Task goal
All entries below must be given again exactly as they stand.

Stored data entries
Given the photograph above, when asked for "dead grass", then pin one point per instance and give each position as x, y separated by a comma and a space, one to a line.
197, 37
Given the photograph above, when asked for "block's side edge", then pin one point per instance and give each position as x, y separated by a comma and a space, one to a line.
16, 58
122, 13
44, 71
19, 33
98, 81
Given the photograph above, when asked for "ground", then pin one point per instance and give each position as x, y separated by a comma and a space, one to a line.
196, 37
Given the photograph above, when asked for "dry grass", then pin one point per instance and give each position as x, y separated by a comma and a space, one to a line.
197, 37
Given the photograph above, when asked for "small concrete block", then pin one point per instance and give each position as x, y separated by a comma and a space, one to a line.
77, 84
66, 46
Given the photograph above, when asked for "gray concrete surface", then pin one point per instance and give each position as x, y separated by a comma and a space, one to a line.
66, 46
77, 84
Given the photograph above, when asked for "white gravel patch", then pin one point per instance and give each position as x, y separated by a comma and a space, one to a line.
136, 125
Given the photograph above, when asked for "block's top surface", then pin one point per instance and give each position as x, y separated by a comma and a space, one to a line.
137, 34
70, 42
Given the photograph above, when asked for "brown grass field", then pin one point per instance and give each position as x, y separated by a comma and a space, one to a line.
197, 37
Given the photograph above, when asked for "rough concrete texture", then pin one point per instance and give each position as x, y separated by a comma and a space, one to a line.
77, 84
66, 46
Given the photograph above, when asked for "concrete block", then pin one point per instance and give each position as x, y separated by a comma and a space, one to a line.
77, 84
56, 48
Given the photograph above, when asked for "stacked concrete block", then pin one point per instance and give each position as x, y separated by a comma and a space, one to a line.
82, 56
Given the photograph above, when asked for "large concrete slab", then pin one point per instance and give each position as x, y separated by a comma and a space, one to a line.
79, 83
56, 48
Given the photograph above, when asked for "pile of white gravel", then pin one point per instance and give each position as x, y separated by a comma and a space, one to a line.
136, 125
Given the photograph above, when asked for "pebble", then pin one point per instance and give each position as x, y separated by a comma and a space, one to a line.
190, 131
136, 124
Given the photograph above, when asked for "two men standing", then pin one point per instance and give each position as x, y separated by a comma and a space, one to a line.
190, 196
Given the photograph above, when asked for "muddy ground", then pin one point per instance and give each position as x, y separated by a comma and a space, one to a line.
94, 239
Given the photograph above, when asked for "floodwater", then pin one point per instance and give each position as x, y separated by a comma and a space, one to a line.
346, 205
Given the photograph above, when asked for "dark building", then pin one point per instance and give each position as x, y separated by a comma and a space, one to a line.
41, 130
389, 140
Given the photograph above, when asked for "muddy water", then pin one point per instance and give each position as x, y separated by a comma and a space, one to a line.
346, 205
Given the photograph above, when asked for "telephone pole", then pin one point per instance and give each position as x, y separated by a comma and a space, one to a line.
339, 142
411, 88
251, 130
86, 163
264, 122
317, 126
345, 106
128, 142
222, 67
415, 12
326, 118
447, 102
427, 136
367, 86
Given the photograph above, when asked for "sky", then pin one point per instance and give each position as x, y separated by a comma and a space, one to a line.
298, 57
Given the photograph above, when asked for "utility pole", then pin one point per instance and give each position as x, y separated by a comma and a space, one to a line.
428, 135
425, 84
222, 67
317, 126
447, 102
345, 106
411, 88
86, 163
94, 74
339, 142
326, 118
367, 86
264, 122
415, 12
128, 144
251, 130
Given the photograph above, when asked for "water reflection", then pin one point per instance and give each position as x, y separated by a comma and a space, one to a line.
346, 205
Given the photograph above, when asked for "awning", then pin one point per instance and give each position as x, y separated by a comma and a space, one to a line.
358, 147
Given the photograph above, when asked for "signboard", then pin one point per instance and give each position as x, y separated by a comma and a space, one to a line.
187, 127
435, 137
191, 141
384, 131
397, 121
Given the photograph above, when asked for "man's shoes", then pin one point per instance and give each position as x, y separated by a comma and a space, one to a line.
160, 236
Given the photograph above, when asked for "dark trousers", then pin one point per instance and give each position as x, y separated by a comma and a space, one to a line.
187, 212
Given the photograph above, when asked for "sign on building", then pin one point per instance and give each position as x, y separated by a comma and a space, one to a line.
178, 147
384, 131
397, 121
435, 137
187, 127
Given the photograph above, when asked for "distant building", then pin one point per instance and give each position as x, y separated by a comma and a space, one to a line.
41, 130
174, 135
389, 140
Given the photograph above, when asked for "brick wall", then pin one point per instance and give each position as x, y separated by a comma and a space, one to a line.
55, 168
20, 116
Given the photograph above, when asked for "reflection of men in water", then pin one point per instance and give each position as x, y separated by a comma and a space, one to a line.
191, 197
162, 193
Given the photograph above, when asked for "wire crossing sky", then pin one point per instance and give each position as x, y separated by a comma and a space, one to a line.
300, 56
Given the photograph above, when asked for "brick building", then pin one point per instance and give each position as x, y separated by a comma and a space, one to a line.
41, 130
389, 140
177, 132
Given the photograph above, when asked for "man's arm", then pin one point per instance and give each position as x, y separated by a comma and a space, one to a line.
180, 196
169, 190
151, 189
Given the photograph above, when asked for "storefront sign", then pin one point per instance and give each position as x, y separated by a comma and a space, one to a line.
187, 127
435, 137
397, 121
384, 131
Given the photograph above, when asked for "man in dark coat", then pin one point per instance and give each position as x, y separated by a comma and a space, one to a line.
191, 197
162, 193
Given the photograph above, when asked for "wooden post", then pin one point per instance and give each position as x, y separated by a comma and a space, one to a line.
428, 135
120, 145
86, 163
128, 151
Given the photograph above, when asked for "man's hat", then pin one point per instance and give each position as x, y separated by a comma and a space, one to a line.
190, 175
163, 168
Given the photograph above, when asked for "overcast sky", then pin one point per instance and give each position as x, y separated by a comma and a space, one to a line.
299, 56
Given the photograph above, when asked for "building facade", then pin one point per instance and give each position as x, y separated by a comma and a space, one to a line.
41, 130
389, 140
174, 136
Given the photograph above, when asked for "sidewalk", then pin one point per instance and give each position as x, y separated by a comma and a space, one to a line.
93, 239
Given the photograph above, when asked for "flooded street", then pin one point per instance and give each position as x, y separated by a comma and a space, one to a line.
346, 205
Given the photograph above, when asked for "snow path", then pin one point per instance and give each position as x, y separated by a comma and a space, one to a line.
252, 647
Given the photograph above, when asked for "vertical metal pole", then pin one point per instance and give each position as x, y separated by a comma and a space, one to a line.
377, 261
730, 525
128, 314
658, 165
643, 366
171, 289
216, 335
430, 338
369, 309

Output of the exercise
Given the photograph above, when asked for "dead grass", then pin one point per instance and give each position as x, y separated by a comma and a space, one to a line.
197, 37
Given the photograph above, when asked for "block's side edge", then pin one point per instance and give each position as x, y separated by a comma and a space, one to a line.
16, 58
122, 13
44, 71
19, 33
98, 81
Given the photograph above, when asked for "ground", then pin one point per instance and give each position as x, y separated by a comma and a space, one to a line.
196, 37
Given the photograph above, when asked for "dry grass", then pin one point per instance and give each position as x, y separated by a comma and a space, one to a line.
197, 37
Given the photograph above, when asked for "small concrete block", then pin one point per instance and give each position as x, y separated by a comma and a space, one to a line.
77, 84
66, 46
Given the photograph above, when asked for "gray concrete surface", then pin one point per instance and give each position as x, y separated by a comma and a space, one to a line.
66, 46
77, 84
Given the photograph above, when asked for "white gravel patch", then pin one point per instance and give each position as x, y separated by a comma and a space, one to a line.
136, 125
Given the photograph above, when asked for "block's top surface", then pin one point per instance and give each position as x, y separated by a comma and a space, one to a line.
137, 34
70, 42
Given the photograph above, when asked for "brown grass field", then pin one point per instance and give each position as x, y separated by a comma and a space, one to a line.
197, 37
Given the photograph above, when asked for "rough concrete texture", then pin one point per instance and give each position as x, y separated by a comma and a space, one to a line.
77, 84
66, 46
Given the photograph above, when asked for "concrete block", then pin one point per instance and give each position as x, y separated by a comma and a space, one to a line.
77, 84
56, 48
Given the photograph above, when asked for "stacked concrete block", then pin one point per instance and give each position as x, y separated by a comma and a space, one to a line.
82, 56
Given the photograph above, when asked for "large concrete slab", then pin one point per instance and give each position as x, y separated by a comma and a space, one to a line.
79, 83
56, 48
Given the photograph above, when asked for "pile of white gravel", then pin one point per instance and give each position as x, y separated by a comma and a space, one to a line.
136, 125
Given the photograph above, when asked for "pebble", then pin one point per instance and give each position as x, y separated by a comma and a space, one to a line.
190, 131
136, 124
Given the photograph above, when asked for "two men standing", then pin one point per instance and give each position as x, y separated by a comma and a space, one to a line.
190, 196
Given the photograph above, when asked for "muddy ground", then pin one point per instance and give each position as x, y separated by a comma and a space, one to a line.
94, 239
Given the photograph above, when asked for "floodwater", then pin one point per instance and give each position as x, y separated by a comma and a space, one to a line.
346, 205
Given the photograph above, when asked for "dark building", then pin one point per instance and give each position as x, y separated by a comma and a space, one to a line.
41, 130
389, 140
Given the photograph above, when asked for "muddy water", then pin one point per instance and give each position as x, y separated by a comma and a space, one to a line.
346, 205
Given the photograph above, when asked for "telephone pole", then pin one point per instance and give each position as x, y separated by a comma and a space, one to a line.
339, 142
411, 88
251, 130
86, 163
264, 122
317, 126
345, 106
128, 142
222, 67
415, 12
326, 118
447, 102
427, 136
367, 86
Given the photograph above, when asked for "sky", then pin one point per instance and give each position as x, y separated by a comma and a space, one to a line.
298, 57
Given the photograph above, when asked for "utility pole", then pin one point per instance and give each position as x, y separated by a comma and a space, one to a line.
428, 135
425, 84
222, 67
317, 126
447, 102
345, 106
411, 88
86, 163
94, 74
339, 142
326, 118
367, 86
264, 122
415, 12
128, 144
251, 130
Given the photograph above, when asked for "water reflection", then pin one point per instance and give each position as x, y separated by a comma and a space, one to a line.
346, 205
Given the photograph above, when asked for "awning", then pin one point per instance and give each position as x, y separated by a comma and a space, one to a line.
358, 147
Given the photograph above, when asked for "signboard", then pin one point per instance and give each position as x, y separated by a comma and a space, one to a line.
187, 127
435, 137
191, 141
384, 131
397, 121
Given the photograph above, when asked for "man's shoes", then pin one point per instance and give each position as x, y separated by a comma and a space, one to a line.
160, 236
Given the photograph above, when asked for "dark trousers", then pin one point per instance and give each position as x, y separated by a comma and a space, one to a line.
187, 212
Given the photograph above, when asked for "sign on building", then pin one point per instance and give each position as x, y separated by a comma and a space, one to a line.
178, 147
384, 131
397, 121
435, 137
187, 127
Given the photograph above, when asked for "distant building", then pin one point per instance and give each position as x, y separated by a comma and a space, one to a line.
41, 130
174, 135
389, 140
Given the photograph above, when asked for "brick wall", then pin one point per instance and give each position as x, y separated by a comma and a space, one to a line.
55, 168
20, 116
Given the photograph above, when asked for "reflection of men in water", then pin one point per instance and give each position as x, y separated by a comma and a space, one to a line.
191, 197
162, 193
Given the photograph above, when asked for "wire crossing sky", then pin one point per instance and give each position as x, y separated by a comma and a space, one to a line.
300, 56
Given the photograph above, when asked for "brick building", then pin one point per instance and give each position as x, y separated by a comma and a space, one to a line.
41, 130
389, 140
177, 132
Given the photograph above, when asked for "man's arm", then pin one point per instance and give each position as x, y separated by a comma and a space, one to a line.
180, 196
169, 190
151, 189
Given the photograph above, when asked for "storefront sign", then pin one point per instance and give each position as x, y separated by a comma and a space, one to a line.
187, 127
435, 137
397, 121
384, 131
Given the photograph above, when asked for "man in dark coat", then pin one point per instance and give each position as x, y separated by a comma and a space, one to a line.
191, 197
162, 193
Given the photograph above, when asked for "wooden post", then pin one point per instance and give each position as x, y separated by a comma and a space, one to a line.
428, 135
120, 145
86, 163
128, 151
Given the photograph above, when asked for "man's hat", then pin one point per instance and give each position as x, y separated by a comma and a space, one to a line.
190, 175
163, 168
Given the photograph above, when asked for "overcast sky", then pin one point per instance and give each position as x, y separated by a comma and a space, one to a line.
299, 56
Given the photograph above, when asked for "building facade", then pin one point per instance and give each position as x, y separated by a comma and a space, one to a line.
41, 130
389, 140
174, 136
Given the photograph above, when asked for "sidewalk", then pin one point per instance and give each position as x, y separated by a comma and a space, one to a line.
93, 239
Given the photograph above, when asked for "flooded street", then pin one point per instance and give each position as x, y separated by a comma and a space, one to a line.
346, 205
Given the photograph above, when asked for "snow path", then pin one point per instance and give each position as x, y separated by a comma and a space, one to a line.
252, 647
Given the photograph above, when asked for "vertical metal pole", then pin one point per instance and give each position as x, y separated by a comma and a space, one to a line.
377, 261
730, 525
128, 314
658, 165
643, 366
171, 289
216, 335
430, 338
369, 309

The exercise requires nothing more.